§ **Task brief**
Please, without the pictures, restate every entry exactly.

**********

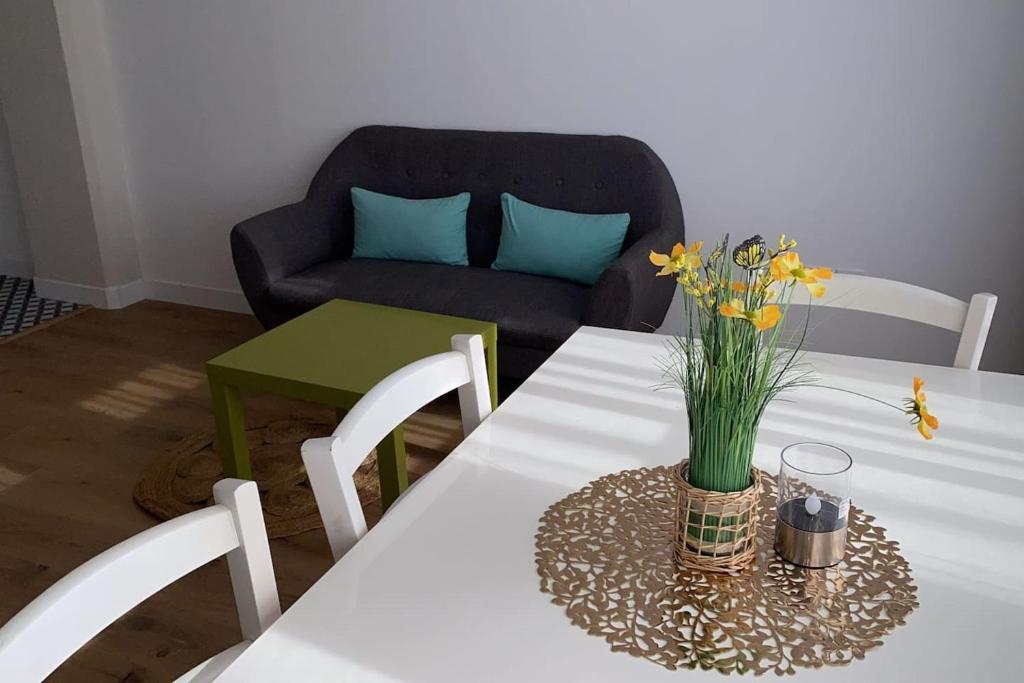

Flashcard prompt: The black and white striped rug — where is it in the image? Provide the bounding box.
[0,275,81,339]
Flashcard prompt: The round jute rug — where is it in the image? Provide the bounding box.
[133,418,380,539]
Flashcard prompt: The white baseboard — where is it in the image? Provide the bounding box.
[31,276,252,314]
[146,280,252,314]
[110,279,149,308]
[33,277,148,309]
[0,257,34,279]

**********

§ **Reply to the task**
Flashcard prompt: The black and white striped rug — where is it in the image? Provide the bounding box.
[0,275,81,339]
Flashcard prompt: The round jute rug — where is it in the image? Provide the bounding box.
[133,418,380,539]
Flashcard prompt: The white baseboard — where is it in the image? Provide the bounding box.
[31,276,252,314]
[146,280,252,314]
[110,279,149,308]
[33,277,148,309]
[0,257,34,279]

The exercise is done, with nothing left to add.